Task instructions:
Copy the data word for word from its beginning up to and including the line containing "x=641, y=504". Leave the pictures out.

[Records]
■ ■ ■ ■

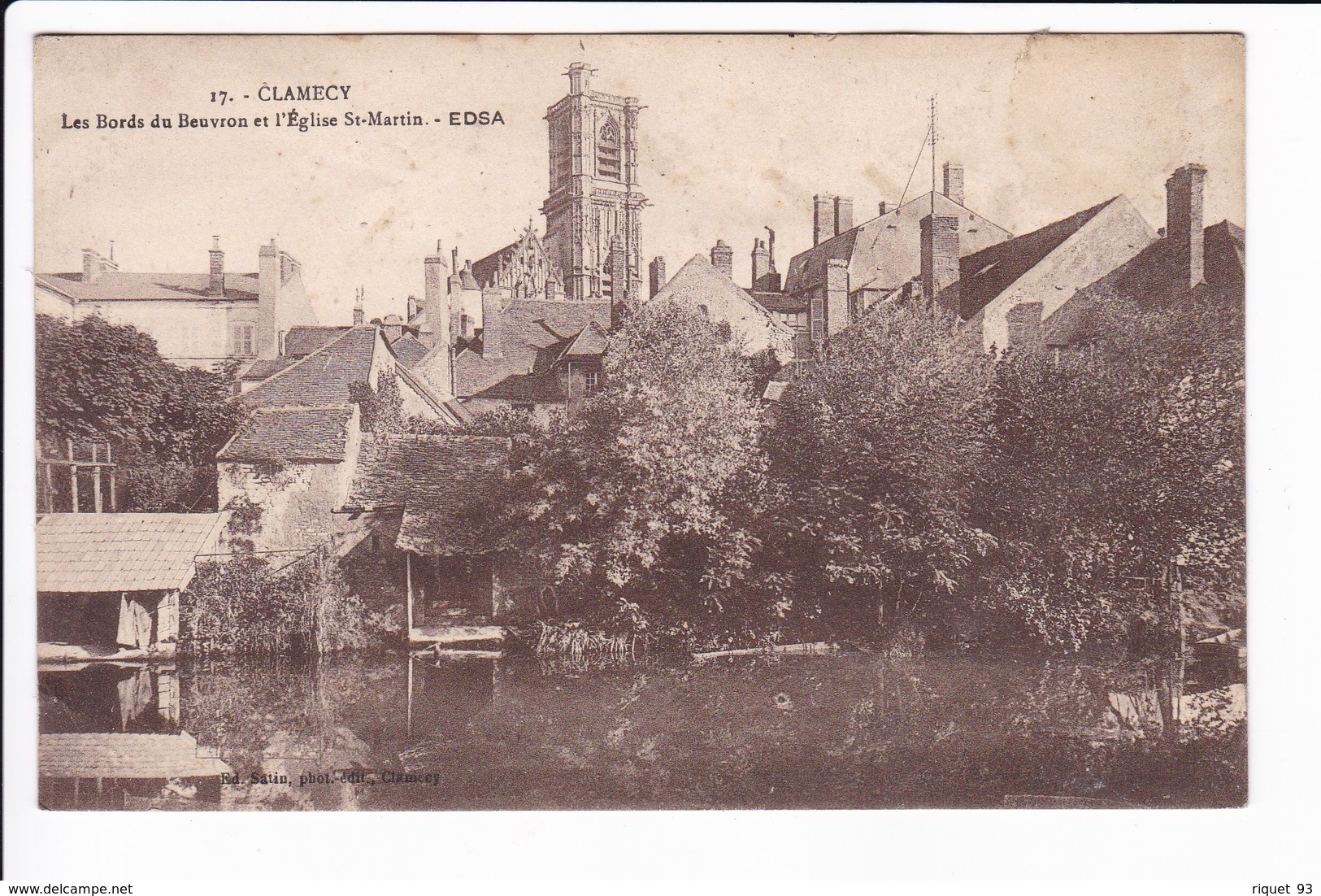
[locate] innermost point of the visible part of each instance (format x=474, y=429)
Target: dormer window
x=608, y=159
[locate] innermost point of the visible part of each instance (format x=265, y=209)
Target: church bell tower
x=595, y=198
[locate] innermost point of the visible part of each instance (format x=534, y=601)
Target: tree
x=879, y=448
x=1118, y=472
x=105, y=382
x=641, y=504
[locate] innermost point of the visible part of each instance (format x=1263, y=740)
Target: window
x=243, y=340
x=608, y=151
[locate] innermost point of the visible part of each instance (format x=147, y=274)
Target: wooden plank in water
x=458, y=633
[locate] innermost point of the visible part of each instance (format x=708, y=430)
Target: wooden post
x=73, y=475
x=109, y=460
x=95, y=479
x=408, y=606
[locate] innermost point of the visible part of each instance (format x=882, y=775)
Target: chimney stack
x=823, y=218
x=94, y=264
x=941, y=261
x=843, y=215
x=433, y=289
x=657, y=272
x=723, y=259
x=215, y=283
x=1184, y=222
x=954, y=183
x=760, y=263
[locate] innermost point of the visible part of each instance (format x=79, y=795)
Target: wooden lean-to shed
x=109, y=585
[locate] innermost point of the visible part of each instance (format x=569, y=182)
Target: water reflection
x=845, y=731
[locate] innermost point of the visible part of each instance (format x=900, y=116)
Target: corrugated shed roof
x=122, y=551
x=118, y=285
x=410, y=350
x=534, y=333
x=323, y=377
x=302, y=341
x=124, y=756
x=291, y=433
x=443, y=484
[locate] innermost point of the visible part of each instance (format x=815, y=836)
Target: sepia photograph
x=640, y=422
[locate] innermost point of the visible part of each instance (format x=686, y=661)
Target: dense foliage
x=880, y=448
x=107, y=384
x=644, y=504
x=247, y=606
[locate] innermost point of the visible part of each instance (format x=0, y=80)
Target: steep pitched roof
x=410, y=350
x=302, y=433
x=984, y=275
x=116, y=285
x=122, y=551
x=323, y=377
x=534, y=333
x=1154, y=278
x=302, y=341
x=443, y=484
x=124, y=756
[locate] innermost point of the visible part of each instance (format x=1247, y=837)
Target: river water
x=854, y=730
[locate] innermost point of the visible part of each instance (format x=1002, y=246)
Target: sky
x=737, y=133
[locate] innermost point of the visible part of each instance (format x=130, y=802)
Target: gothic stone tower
x=595, y=192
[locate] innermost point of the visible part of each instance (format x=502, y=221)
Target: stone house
x=197, y=320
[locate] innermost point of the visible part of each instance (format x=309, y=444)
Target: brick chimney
x=1184, y=222
x=941, y=261
x=657, y=274
x=836, y=295
x=435, y=289
x=723, y=259
x=215, y=283
x=954, y=181
x=268, y=282
x=493, y=320
x=823, y=218
x=94, y=264
x=843, y=215
x=760, y=263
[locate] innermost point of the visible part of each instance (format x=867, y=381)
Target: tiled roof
x=780, y=303
x=302, y=341
x=885, y=251
x=124, y=756
x=984, y=275
x=534, y=333
x=291, y=433
x=264, y=368
x=122, y=551
x=701, y=283
x=443, y=484
x=114, y=285
x=323, y=377
x=410, y=350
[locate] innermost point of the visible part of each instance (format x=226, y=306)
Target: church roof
x=534, y=335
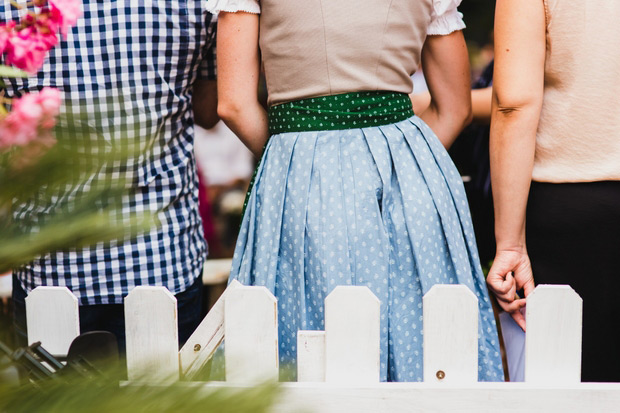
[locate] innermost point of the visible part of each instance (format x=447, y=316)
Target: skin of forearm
x=447, y=123
x=512, y=146
x=238, y=78
x=248, y=122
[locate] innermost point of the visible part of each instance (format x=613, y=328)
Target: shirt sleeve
x=231, y=6
x=208, y=68
x=445, y=18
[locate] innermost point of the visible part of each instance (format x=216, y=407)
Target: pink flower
x=66, y=13
x=49, y=99
x=6, y=32
x=27, y=50
x=32, y=117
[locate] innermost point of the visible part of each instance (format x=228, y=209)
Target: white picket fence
x=338, y=369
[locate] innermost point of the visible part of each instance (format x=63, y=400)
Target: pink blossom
x=32, y=117
x=6, y=32
x=66, y=13
x=26, y=51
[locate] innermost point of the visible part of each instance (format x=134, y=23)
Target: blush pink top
x=308, y=50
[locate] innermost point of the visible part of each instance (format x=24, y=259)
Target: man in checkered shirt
x=142, y=67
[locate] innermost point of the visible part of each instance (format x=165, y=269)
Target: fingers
x=519, y=318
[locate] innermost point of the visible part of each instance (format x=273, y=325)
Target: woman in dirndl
x=352, y=188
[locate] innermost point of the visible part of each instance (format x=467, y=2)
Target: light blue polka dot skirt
x=382, y=207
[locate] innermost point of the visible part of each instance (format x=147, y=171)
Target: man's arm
x=204, y=102
x=446, y=68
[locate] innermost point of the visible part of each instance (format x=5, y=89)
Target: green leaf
x=6, y=71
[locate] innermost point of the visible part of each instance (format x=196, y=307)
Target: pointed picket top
x=202, y=344
x=151, y=330
x=53, y=319
x=352, y=335
x=251, y=335
x=310, y=356
x=450, y=335
x=553, y=336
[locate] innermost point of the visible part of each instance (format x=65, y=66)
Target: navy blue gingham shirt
x=128, y=69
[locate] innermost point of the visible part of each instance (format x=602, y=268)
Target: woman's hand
x=238, y=68
x=511, y=271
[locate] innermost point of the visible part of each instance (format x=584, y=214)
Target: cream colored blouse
x=321, y=47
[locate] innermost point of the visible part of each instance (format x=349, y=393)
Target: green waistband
x=337, y=112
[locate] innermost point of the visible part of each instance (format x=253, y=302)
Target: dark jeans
x=573, y=237
x=111, y=317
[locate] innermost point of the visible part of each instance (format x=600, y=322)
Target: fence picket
x=203, y=342
x=53, y=318
x=310, y=356
x=251, y=335
x=152, y=335
x=553, y=337
x=450, y=335
x=352, y=334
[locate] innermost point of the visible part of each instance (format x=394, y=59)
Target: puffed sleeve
x=445, y=18
x=249, y=6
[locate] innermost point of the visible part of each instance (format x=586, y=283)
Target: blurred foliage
x=97, y=395
x=65, y=195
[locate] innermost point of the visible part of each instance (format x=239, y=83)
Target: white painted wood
x=53, y=318
x=202, y=344
x=251, y=335
x=152, y=335
x=553, y=336
x=310, y=356
x=450, y=335
x=352, y=316
x=425, y=397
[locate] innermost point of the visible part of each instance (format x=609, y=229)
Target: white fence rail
x=338, y=369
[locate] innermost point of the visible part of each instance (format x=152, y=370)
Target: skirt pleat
x=382, y=207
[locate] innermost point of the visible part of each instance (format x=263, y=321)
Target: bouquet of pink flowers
x=23, y=48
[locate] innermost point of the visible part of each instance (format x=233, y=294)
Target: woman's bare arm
x=238, y=64
x=446, y=68
x=517, y=100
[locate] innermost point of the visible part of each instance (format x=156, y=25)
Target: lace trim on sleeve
x=231, y=6
x=446, y=23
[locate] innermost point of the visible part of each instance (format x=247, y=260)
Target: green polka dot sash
x=337, y=112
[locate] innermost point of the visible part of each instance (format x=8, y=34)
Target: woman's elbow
x=228, y=110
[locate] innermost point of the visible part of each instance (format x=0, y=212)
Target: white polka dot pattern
x=382, y=207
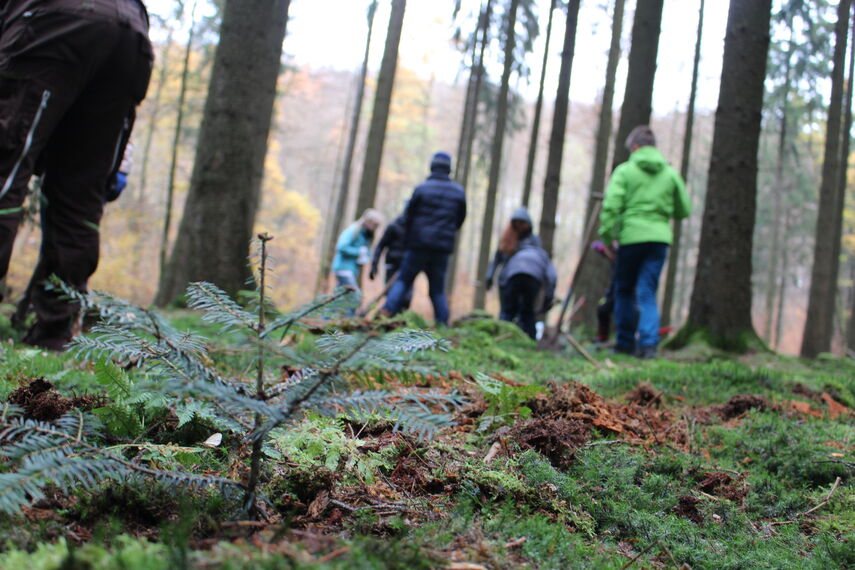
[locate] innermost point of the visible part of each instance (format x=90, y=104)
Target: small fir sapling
x=176, y=366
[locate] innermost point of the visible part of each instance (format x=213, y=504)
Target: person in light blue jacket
x=353, y=248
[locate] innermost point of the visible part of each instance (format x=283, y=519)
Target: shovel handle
x=588, y=238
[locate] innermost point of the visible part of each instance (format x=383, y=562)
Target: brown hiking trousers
x=71, y=75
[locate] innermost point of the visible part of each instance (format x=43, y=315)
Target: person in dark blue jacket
x=433, y=216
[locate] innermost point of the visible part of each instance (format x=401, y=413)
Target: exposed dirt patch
x=644, y=395
x=42, y=402
x=687, y=507
x=577, y=402
x=740, y=404
x=722, y=485
x=557, y=439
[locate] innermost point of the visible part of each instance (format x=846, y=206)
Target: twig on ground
x=824, y=501
x=493, y=452
x=614, y=442
x=333, y=554
x=639, y=555
x=581, y=350
x=649, y=425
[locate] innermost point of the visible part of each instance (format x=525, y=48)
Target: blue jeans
x=636, y=280
x=434, y=264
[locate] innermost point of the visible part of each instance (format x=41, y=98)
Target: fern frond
x=218, y=307
x=114, y=380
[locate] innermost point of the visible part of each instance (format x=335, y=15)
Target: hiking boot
x=50, y=338
x=647, y=352
x=619, y=349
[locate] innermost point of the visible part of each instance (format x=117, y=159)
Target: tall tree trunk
x=685, y=160
x=380, y=112
x=155, y=112
x=467, y=137
x=496, y=154
x=337, y=218
x=538, y=108
x=176, y=139
x=819, y=326
x=213, y=238
x=777, y=201
x=720, y=308
x=637, y=104
x=552, y=180
x=638, y=96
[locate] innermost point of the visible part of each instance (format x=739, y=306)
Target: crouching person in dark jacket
x=434, y=213
x=71, y=76
x=526, y=274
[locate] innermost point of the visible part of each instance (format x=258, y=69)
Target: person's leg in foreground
x=402, y=289
x=650, y=269
x=628, y=264
x=436, y=265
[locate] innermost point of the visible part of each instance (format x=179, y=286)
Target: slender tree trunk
x=843, y=180
x=155, y=112
x=215, y=231
x=538, y=109
x=552, y=180
x=782, y=289
x=467, y=135
x=604, y=124
x=674, y=255
x=819, y=326
x=380, y=112
x=850, y=329
x=683, y=266
x=720, y=309
x=337, y=218
x=777, y=204
x=637, y=104
x=176, y=139
x=496, y=155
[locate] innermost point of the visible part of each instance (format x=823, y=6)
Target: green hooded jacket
x=643, y=195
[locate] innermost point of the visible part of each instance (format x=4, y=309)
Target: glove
x=116, y=185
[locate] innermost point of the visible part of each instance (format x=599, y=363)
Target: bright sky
x=331, y=33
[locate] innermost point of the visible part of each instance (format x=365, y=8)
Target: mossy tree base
x=739, y=342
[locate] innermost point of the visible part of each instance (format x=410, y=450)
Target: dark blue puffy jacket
x=434, y=214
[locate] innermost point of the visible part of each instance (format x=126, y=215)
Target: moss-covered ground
x=697, y=459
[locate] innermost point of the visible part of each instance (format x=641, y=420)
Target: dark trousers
x=392, y=272
x=434, y=264
x=636, y=280
x=71, y=75
x=518, y=298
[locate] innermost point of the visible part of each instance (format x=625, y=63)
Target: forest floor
x=697, y=459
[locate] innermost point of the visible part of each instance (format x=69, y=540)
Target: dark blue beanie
x=441, y=162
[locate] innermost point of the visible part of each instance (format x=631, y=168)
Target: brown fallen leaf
x=317, y=506
x=804, y=408
x=835, y=408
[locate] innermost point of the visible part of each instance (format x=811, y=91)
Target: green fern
x=176, y=371
x=60, y=452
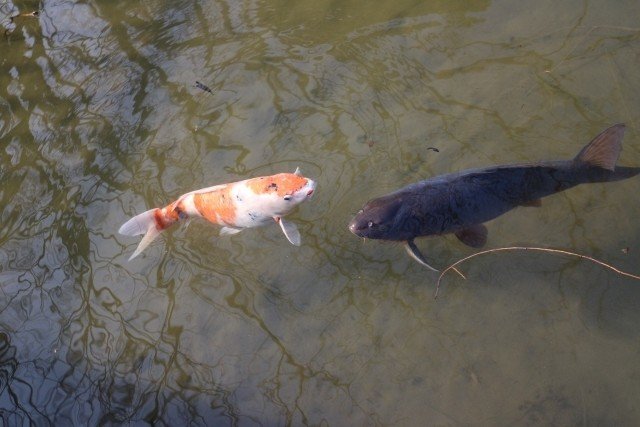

■ ■ ■ ■

Correct result:
[locate] innermost point of the visible part of each instance (format x=474, y=429)
Target: dormer window
x=608, y=159
[locate] innermost point of the visible part of each instance (format x=265, y=209)
Target: church bell tower
x=595, y=198
[locate] innermost point of the visible part of each instance (format x=534, y=601)
Target: tree
x=879, y=448
x=1118, y=472
x=105, y=382
x=641, y=504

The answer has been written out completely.